**POLECENIE A:**
Na podstawie tekstu o zbiórce na operację stóp Sebastiana odpowiedz na poniższe pytania.
(i) Na jaki dzień wyznaczono termin operacji nóżek Sebastiana?
(ii) Jaki zabieg przeszedł chłopiec w dniu, w którym zabrano go do kliniki?
(iii) Za ile lat mogłaby się odbyć korekcja operacyjna stóp refundowana przez NFZ?
**POLECENIE B:**
Dopisz dalszy ciąg tekstu o zbiórce na operację stóp Sebastiana, zaczynając bezpośrednio po jego ostatnim zdaniu.

**PRZYTOCZONY TEKST:**

· · · · ·

Naprawimy nóżki Sebastiana!

operacja stóp końsko-szpotawych
Zakończenie: 19 Lipca 2016
Rezultat zbiórki
Dziekujemy z całego serca wszystkim osoba,ktore przyczynily sie do tego ze nasz synek bedzie mogl przejsc operacje nozek i zaczac normalnie chodzic.Termin operacji wyznaczono na 26.09.2016.
Rodzice Sebastiana.
Opis zbiórki
Zamiast porodu naturalnego – cesarskie cięcie. Szybko spadające tętno i strach o życie. Już w momencie urodzenia było wiadomo, że „z dzieckiem jest coś nie tak”. Sebastian miał urodzić się jako zdrowy chłopiec. Z takim nastawieniem jego mama jechała na porodówkę – liczyła że niebawem przytuli do siebie długo wyczekiwane maleństwo. Tak się jednak nie stało.
Sebastian przeszedł zamartwicę okołoporodową, a wkrótce okazało się, że „nie działają” jego nogi. Tego samego dnia chłopca zabrano do kliniki, przeszedł zabieg zamknięcia przepukliny. Diagnoza nie pozostawiała rodzicom żadnych złudzeń – przepuklina oponowo-rdzeniowa to nie katar, z tego dziecka nie można wyleczyć w siedem dni. Od pierwszych godzin życia Sebastiana trwała walka o to, żeby w przyszłości mógł zacząć chodzić. Później miało już być dobrze. Koszmar powinien odejść w zapomnienie. Jednak Sebastian miał rok, a nawet nie siadał. O chodzeniu nie wspominając.
Choroba była szybsza niż lekarze. Wywołała niedowład obu kończyn dolnych. Jej następstwem jest również dysfunkcja zwieraczy i cewnik wpisany na stałe w życie Sebastiana. Los odebrał znacznie więcej niż dał Sebastianowi – chłopiec ma lekki stopień upośledzenia. Bez przerwy postępuje deformacja stóp dziecka. Konieczna jest ich korekcja operacyjna. Ta refundowana przez NFZ będzie mogła się odbyć za cztery lata. Za 4 lata dla Sebastiana będzie za późno na cokolwiek.

· · · · ·

**Dane wskazywania regionów:**
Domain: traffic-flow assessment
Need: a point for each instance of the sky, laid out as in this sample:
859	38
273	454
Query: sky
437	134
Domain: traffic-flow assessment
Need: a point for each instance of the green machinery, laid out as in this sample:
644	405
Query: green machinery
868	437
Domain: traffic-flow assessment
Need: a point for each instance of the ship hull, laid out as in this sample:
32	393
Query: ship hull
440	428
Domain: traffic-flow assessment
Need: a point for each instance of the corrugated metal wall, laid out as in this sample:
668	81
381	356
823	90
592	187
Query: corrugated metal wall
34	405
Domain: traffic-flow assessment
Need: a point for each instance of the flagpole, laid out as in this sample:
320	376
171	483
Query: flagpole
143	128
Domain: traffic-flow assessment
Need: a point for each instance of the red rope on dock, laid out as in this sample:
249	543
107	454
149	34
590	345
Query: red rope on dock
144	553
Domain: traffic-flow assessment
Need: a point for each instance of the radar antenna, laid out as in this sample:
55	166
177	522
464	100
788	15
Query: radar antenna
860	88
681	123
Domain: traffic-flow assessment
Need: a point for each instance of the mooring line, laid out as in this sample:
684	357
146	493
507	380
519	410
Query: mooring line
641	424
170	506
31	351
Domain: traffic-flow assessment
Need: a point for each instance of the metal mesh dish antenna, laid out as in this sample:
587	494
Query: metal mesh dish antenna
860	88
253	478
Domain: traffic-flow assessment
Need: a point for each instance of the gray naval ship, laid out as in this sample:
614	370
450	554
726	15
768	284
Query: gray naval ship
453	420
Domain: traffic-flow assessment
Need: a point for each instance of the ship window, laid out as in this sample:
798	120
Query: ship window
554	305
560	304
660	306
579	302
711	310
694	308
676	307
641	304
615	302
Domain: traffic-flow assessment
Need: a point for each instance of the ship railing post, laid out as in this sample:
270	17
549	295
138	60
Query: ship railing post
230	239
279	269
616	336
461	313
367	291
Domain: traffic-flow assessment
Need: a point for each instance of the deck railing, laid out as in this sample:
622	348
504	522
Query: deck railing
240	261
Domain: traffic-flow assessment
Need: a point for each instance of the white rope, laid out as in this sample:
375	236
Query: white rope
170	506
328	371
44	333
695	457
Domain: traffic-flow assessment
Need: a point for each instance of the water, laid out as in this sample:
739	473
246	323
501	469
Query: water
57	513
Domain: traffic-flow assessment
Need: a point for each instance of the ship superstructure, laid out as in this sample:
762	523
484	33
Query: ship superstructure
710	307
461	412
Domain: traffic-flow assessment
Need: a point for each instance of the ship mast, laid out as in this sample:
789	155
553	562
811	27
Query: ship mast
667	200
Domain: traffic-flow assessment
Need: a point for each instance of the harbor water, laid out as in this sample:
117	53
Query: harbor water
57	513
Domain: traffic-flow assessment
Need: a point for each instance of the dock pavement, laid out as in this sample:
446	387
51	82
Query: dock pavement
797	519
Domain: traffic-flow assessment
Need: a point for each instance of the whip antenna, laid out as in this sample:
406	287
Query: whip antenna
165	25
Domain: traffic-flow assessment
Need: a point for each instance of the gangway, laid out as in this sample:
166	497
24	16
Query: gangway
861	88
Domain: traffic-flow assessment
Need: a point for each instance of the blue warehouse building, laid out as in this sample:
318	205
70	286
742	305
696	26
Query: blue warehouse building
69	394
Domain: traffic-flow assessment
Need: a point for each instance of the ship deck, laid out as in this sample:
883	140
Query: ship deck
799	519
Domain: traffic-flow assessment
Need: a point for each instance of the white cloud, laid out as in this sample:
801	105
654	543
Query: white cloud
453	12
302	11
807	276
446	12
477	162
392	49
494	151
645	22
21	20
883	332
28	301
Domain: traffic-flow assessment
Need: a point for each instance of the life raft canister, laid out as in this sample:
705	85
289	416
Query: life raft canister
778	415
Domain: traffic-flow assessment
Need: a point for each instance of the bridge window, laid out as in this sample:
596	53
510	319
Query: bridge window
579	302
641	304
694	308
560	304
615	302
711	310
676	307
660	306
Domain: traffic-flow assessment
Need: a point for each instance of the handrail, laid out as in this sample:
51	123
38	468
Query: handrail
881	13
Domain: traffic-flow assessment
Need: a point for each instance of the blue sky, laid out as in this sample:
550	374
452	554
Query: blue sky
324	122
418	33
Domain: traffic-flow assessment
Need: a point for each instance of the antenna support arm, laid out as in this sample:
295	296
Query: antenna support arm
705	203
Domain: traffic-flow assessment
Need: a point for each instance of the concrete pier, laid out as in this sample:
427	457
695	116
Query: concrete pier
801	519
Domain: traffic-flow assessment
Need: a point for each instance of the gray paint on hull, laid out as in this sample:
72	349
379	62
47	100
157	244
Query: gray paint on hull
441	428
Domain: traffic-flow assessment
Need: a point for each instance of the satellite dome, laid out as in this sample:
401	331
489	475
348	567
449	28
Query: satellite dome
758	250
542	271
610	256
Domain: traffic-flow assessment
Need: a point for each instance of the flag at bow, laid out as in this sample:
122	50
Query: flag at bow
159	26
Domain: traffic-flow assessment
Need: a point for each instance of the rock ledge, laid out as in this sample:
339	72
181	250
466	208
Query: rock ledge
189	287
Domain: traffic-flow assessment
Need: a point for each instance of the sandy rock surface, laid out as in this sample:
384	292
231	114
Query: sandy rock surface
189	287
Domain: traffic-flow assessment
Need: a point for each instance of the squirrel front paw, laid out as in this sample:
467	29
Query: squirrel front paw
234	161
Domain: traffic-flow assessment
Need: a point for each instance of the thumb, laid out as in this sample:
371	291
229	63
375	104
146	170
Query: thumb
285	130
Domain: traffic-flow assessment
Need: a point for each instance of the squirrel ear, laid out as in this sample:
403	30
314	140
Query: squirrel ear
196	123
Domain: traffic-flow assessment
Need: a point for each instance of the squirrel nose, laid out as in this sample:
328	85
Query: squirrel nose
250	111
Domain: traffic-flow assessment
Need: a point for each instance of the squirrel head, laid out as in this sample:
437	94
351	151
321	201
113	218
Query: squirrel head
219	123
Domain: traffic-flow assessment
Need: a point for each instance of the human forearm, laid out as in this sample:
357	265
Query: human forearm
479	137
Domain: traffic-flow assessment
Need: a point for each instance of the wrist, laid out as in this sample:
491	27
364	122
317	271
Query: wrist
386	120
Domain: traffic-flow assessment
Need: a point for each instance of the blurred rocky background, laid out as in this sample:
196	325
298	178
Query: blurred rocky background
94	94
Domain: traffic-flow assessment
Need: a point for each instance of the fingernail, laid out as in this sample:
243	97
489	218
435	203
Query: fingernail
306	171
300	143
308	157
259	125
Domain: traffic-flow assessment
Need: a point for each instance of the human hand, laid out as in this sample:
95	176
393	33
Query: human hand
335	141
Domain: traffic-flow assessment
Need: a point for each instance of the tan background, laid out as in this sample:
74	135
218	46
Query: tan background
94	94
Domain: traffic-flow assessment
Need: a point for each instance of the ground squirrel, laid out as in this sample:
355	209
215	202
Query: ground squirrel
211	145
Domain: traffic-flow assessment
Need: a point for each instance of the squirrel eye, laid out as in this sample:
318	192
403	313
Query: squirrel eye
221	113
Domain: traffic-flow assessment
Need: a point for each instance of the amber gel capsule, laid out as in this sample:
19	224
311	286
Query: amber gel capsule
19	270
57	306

· · · · ·

**ODPOWIEDŹ PISEMNA A:**
(i) Na 26.09.2016.
(ii) Zabieg zamknięcia przepukliny.
(iii) Za cztery lata.

**ODPOWIEDŹ PISEMNA B:**
Rehabilitacja przyniosła efekty, Sebastian ćwiczył pomalutku w domu, przy łóżeczku. Nauczył się chodzić, ale tracił równowagę, gdy napotykał przeszkody. Później gwałtownie zaczął rosnąć – świetnie! Nie do końca. Jego nóżka zaczęła się wykręcać. Okazało się, że więzadła są sztywne, nie dostosowują się. Sebastian nie pójdzie do szkoły z rówieśnikami. Uznano, że nie rozwinął się na tyle, by sprostać temu zadaniu. Ponadto, zbyt szybko się męczył i trzeba było zrezygnować z rehabilitacji.
Lekarze powiedzieli, że konieczna jest operacja. Polegałaby ona na nacięciu ścięgna Achillesa, unieruchomieniu nóżek przez sześć tygodni. Taki zabieg najlepiej wykonać do 12 roku życia, zatem czasu pozostało coraz mniej. Dzięki niemu, Sebastian mógłby utrzymywać nogi w prawidłowej pozycji. Niestety, koszty związane z operacją – zabieg, konsultacje przed i pooperacyjne, rehabilitacja, zakup przedmiotów ortopedycznych – ortez, pionizatora, specjalistycznego obuwia znacznie przekraczają możliwości finansowe rodziny.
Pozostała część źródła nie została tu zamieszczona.